┌─ Records supplied

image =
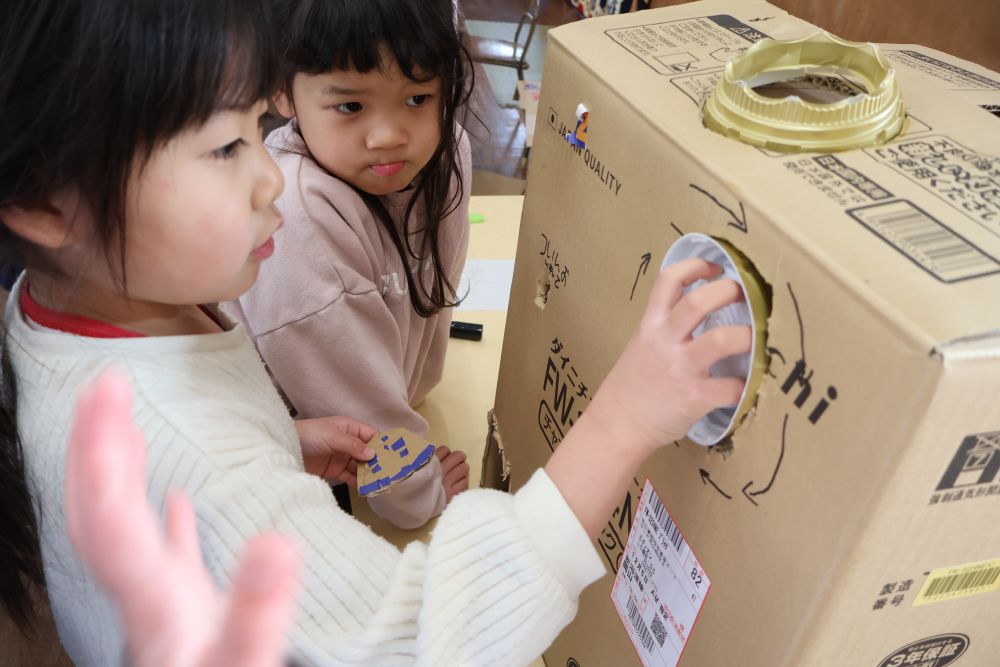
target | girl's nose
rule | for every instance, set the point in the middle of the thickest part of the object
(270, 182)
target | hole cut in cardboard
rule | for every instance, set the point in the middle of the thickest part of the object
(754, 310)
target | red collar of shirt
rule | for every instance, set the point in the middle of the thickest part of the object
(77, 324)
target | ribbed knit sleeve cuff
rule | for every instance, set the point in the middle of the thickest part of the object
(557, 534)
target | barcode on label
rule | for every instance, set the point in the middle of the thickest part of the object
(667, 523)
(926, 241)
(659, 631)
(962, 582)
(645, 636)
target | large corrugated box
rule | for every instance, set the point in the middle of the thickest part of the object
(852, 518)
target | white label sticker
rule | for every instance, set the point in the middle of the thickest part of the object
(660, 587)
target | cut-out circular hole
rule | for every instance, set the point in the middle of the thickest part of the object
(753, 310)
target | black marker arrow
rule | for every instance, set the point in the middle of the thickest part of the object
(739, 222)
(751, 494)
(706, 478)
(643, 265)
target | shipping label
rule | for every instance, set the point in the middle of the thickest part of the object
(660, 587)
(966, 180)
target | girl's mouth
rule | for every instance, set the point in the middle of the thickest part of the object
(389, 169)
(264, 250)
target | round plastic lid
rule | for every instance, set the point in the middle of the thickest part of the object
(791, 124)
(752, 310)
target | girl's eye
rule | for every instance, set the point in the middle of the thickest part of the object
(349, 107)
(229, 150)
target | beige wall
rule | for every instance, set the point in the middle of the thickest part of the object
(969, 29)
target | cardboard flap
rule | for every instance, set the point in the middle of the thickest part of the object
(913, 227)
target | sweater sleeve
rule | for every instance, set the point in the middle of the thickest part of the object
(499, 579)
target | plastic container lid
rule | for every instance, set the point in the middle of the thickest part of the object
(753, 310)
(791, 124)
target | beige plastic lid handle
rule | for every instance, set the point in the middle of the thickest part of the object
(793, 125)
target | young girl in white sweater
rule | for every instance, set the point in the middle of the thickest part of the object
(135, 188)
(353, 316)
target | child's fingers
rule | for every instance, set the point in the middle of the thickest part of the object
(697, 304)
(719, 343)
(721, 392)
(98, 473)
(259, 613)
(669, 286)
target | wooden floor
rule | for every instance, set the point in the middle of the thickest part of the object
(550, 12)
(497, 132)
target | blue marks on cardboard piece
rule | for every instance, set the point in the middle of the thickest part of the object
(411, 464)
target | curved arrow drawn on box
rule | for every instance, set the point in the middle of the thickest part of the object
(706, 478)
(643, 265)
(751, 494)
(739, 222)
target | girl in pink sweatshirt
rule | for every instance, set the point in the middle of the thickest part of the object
(352, 316)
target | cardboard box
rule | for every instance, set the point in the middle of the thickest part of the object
(852, 519)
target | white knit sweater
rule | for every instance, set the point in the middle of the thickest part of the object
(499, 579)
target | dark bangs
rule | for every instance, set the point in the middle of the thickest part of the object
(92, 88)
(320, 35)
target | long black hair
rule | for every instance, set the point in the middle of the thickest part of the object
(90, 89)
(317, 36)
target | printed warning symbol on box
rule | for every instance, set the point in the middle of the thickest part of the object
(678, 62)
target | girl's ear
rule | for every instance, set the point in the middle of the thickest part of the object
(49, 226)
(283, 103)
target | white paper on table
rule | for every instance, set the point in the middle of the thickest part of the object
(485, 284)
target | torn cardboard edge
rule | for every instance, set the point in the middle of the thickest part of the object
(495, 472)
(398, 454)
(968, 348)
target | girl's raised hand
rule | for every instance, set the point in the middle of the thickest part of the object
(171, 611)
(661, 385)
(657, 390)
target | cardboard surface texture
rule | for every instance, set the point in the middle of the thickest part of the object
(851, 519)
(398, 454)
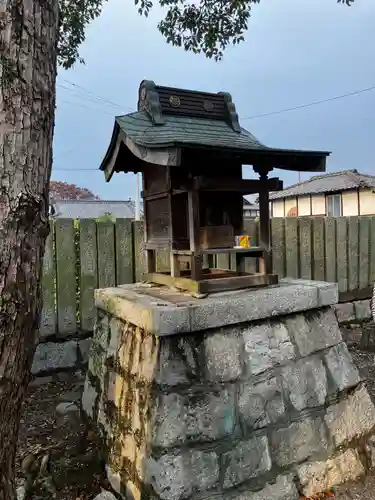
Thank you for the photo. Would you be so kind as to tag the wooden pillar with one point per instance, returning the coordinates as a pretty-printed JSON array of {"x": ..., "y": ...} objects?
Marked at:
[
  {"x": 265, "y": 263},
  {"x": 150, "y": 254},
  {"x": 194, "y": 228}
]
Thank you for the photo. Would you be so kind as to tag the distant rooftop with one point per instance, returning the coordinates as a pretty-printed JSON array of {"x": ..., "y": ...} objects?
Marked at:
[
  {"x": 92, "y": 209},
  {"x": 337, "y": 181}
]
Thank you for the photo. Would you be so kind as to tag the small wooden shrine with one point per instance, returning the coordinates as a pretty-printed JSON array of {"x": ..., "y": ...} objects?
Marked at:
[{"x": 190, "y": 149}]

└─

[Work instruction]
Copy the listing above exactly, minus the pictures.

[Solution for this task]
image =
target | girl's nose
rule | for every instance, set the point in the middle of the thickest part of the object
(270, 182)
target | hole cut in cardboard
rule | for every instance, set the point in the middle of the thickest part of the object
(754, 310)
target | red collar of shirt
rule | for every instance, set the point in the middle of the thickest part of the object
(77, 324)
target | ribbed knit sleeve cuff
rule | for every instance, set the point in the middle of the thickest part of the object
(557, 534)
target | barcode on label
rule | for every instance, set the point in the middle of the thickest part of the object
(667, 523)
(926, 241)
(659, 631)
(962, 582)
(645, 636)
target | large corrugated box
rule | for every instance, set the point in the middle of the thickest part of the object
(852, 518)
target | white label sticker
rule | for every instance, set the point in the middle of the thickest part of the object
(660, 587)
target | cut-out circular hole
rule | for every instance, set the point in the middle of the thickest part of the object
(753, 310)
target | black marker arrow
rule | for every instance, set the point in the middle of the thickest part of the object
(739, 222)
(751, 494)
(706, 478)
(643, 265)
target | shipping label
rule | for every instance, set the point in the middle of the thickest part of the object
(660, 587)
(966, 180)
target | girl's mouth
rule | for every instance, set the point in the middle of the thickest part of the object
(389, 169)
(264, 250)
target | round plastic lid
rule | for every instance, set the point in the middle of the thickest part of the object
(791, 124)
(752, 310)
target | girl's eye
rule | for every instance, set the point in the middle of the thickest part of the object
(349, 107)
(229, 150)
target | beige wall
rule | for every instance, set the point in the middle of the thickest part of the object
(969, 29)
target | cardboard flap
rule | for every instance, set the point in the middle of the thickest part of the object
(913, 227)
target | sweater sleeve
rule | for every instance, set the point in the middle of the thickest part of the object
(499, 579)
target | plastic container lid
rule | for every instance, set the point in the middle of the thickest part of the object
(753, 310)
(791, 124)
target | beige plastic lid handle
rule | for every instance, set the point in the middle of the thickest part of the object
(793, 125)
target | young girl in white sweater
rule | for every instance, set the point in the middle of the thickest part of the object
(135, 188)
(353, 316)
target | child's fingers
rule | for every instance, set the point in the middle of the thickest part of the object
(697, 304)
(719, 343)
(721, 392)
(98, 473)
(259, 613)
(669, 286)
target | wooden floor
rule | for every instance, set the point in the middle of the thickest part of the object
(550, 12)
(497, 132)
target | blue marks on cardboard piece
rule | for every instance, set the point in the middle of the thickest part of the object
(411, 464)
target | curved arrow drawn on box
rule | for every instance, set the point in the middle of the thickest part of the object
(706, 478)
(643, 265)
(751, 494)
(739, 222)
target | girl in pink sweatshirt
rule | for every instance, set the point in the middle of the thickest part of the object
(352, 316)
target | cardboard box
rule | for every instance, set the point in the middle of the thickest part of the object
(852, 519)
target | white knit sweater
rule | for every instance, set the point in the middle of the thickest part of the object
(499, 579)
target | dark bangs
rule | for every instance, set the point in the middle of the thickest part of the object
(92, 88)
(320, 35)
target | long black hair
rule | for every instance, set the point in the middle of the thickest part of the object
(90, 89)
(317, 36)
target | printed warning symbol on box
rule | for every instance, set the point in the middle of the thickest part of the object
(678, 62)
target | girl's ear
rule | for every instance, set the point in the middle of the thickest part of the object
(49, 226)
(283, 103)
target | white paper on table
rule | for every instance, set the point in the middle of the thickest part of the object
(485, 284)
target | torn cardboard edge
rule | for every instance, set the point in the middle of the thickest part of the object
(495, 472)
(398, 454)
(968, 348)
target | girl's raised hand
rule | for every instance, set the point in the middle of the thickest part of the object
(171, 611)
(661, 385)
(657, 390)
target | cardboard surface texture
rule | for every instance, set the point in the middle of the thickest part of the object
(851, 519)
(398, 454)
Thank you for the photo. Would you be so kind as to tag the wooden pillar with one point per instance, returning the coordinates as a pretty-printed JSON array of {"x": ..., "y": ...} objects?
Marked at:
[
  {"x": 265, "y": 263},
  {"x": 150, "y": 254},
  {"x": 194, "y": 228}
]
Thank you for the photo. Would you be so kind as to tag the distant rooftop with one point per instance, returning the coordinates as a pretty-printed JSON array of {"x": ..., "y": ...} objects?
Marked at:
[
  {"x": 92, "y": 209},
  {"x": 337, "y": 181}
]
Thank you for the photo. Would you be so kind as to tag the small wooden shrine with one point per instance, returning the coordinates as a pretty-printed JSON array of {"x": ..., "y": ...} objects?
Marked at:
[{"x": 190, "y": 149}]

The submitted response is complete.